JOB A |
In the service description below, condense the paragraph beginning "The Soli Deo Gloria will present" into a short list that keeps its main facts.

EXCERPTED TEXT |
This year’s Spring Choral Worship Service theme is God’s holiness. Foundational to our faith—and essential to our understanding of the nature of God—is a recognition and acknowledgement of his absolute perfection and supreme holiness. In Leviticus 19:2, the Lord spoke to Moses, saying, “You shall be holy, for I the Lord your God am holy.” We rejoice in the knowledge that we have been ransomed by the precious blood of Christ and that through his death and resurrection, we who believe can share in the eternal holiness and glory of God. Please join us today for a meaningful and powerful evening of worship through congregational hymns, choral and instrumental worship, Scripture reading, and the preaching of God’s holy Word.
The worship service will feature several classical choral works extolling the holiness of God through the familiar text of the Sanctus, which is taken from the Latin mass. The translated text is, “Holy, holy, holy Lord God of hosts. Heaven and earth are full of your glory. Hosanna in the highest. Blessed is he who comes in the name of the Lord. Hosanna in the highest.” The music in the service spans 350 years, beginning in the late 16th century with music of the Italian composer, Giovanni Palestrina, and concluding with a mid-20th century setting of the Sanctus by French composer, Maurice Duruflé.
The Soli Deo Gloria will present a chronological overview of the Sanctus, beginning with music by the aforementioned Palestrina (1525–1594); a setting of the Sanctus taken from the Missa Æterna Christi Munera (The Eternal Gifts of Christ the King). This simple yet elegant a cappella setting was composed in 1590 and will be conducted by Bryan Anderson. This will be followed by a mid-19th century setting of the Sanctus by the French composer, Charles Gounod. This luminous and expressive work, composed between the years 1855 and 1864, will feature the talents of tenor soloist, Gary Seydell. Another French composition will conclude Soli Deo Gloria—the Sanctus from Gabriel Fauré’s Requiem in D minor, Op. 48, composed between 1887 and 1890. Both the Gounod and the Fauré will be directed by Robert C. Joubert.

MATERIAL |
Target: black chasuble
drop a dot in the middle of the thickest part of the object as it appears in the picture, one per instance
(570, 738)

...

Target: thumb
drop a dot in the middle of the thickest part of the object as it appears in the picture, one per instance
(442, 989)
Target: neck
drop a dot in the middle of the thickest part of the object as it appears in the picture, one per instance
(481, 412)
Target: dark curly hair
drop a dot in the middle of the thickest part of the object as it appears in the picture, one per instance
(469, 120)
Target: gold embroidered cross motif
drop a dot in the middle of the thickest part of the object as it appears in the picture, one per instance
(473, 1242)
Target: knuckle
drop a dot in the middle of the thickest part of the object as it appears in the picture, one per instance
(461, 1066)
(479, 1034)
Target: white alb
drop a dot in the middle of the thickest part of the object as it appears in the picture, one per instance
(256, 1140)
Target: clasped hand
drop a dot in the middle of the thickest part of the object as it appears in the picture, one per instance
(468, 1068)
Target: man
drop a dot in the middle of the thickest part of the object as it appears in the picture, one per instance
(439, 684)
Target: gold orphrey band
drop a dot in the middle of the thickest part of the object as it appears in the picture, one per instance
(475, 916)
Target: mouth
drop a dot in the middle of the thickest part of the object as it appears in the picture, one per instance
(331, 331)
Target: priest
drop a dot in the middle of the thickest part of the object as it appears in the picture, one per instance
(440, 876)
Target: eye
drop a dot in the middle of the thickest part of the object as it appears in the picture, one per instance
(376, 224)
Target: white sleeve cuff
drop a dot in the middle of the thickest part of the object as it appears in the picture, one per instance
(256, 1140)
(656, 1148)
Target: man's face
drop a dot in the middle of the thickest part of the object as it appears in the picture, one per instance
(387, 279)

JOB B |
Echo back the lines of the rows above, starting at the line containing "Target: dark curly hair" and ending at the line containing "(473, 1242)", with both of those lines included.

FULL SOLUTION A |
The Soli Deo Gloria presents a chronological overview of the Sanctus:
- Giovanni Palestrina (1525–1594): the Sanctus from the Missa Æterna Christi Munera (The Eternal Gifts of Christ the King). It is a simple, elegant a cappella setting composed in 1590 and conducted by Bryan Anderson.
- Charles Gounod, a French composer: a luminous, expressive mid-19th-century Sanctus composed between 1855 and 1864. It features tenor soloist Gary Seydell and is directed by Robert C. Joubert.
- Gabriel Fauré, a French composer: the Sanctus from his Requiem in D minor, Op. 48, composed between 1887 and 1890. It concludes the Soli Deo Gloria and is directed by Robert C. Joubert.

FULL SOLUTION B |
Target: dark curly hair
drop a dot in the middle of the thickest part of the object as it appears in the picture, one per instance
(469, 120)
Target: gold embroidered cross motif
drop a dot in the middle of the thickest part of the object as it appears in the picture, one per instance
(473, 1242)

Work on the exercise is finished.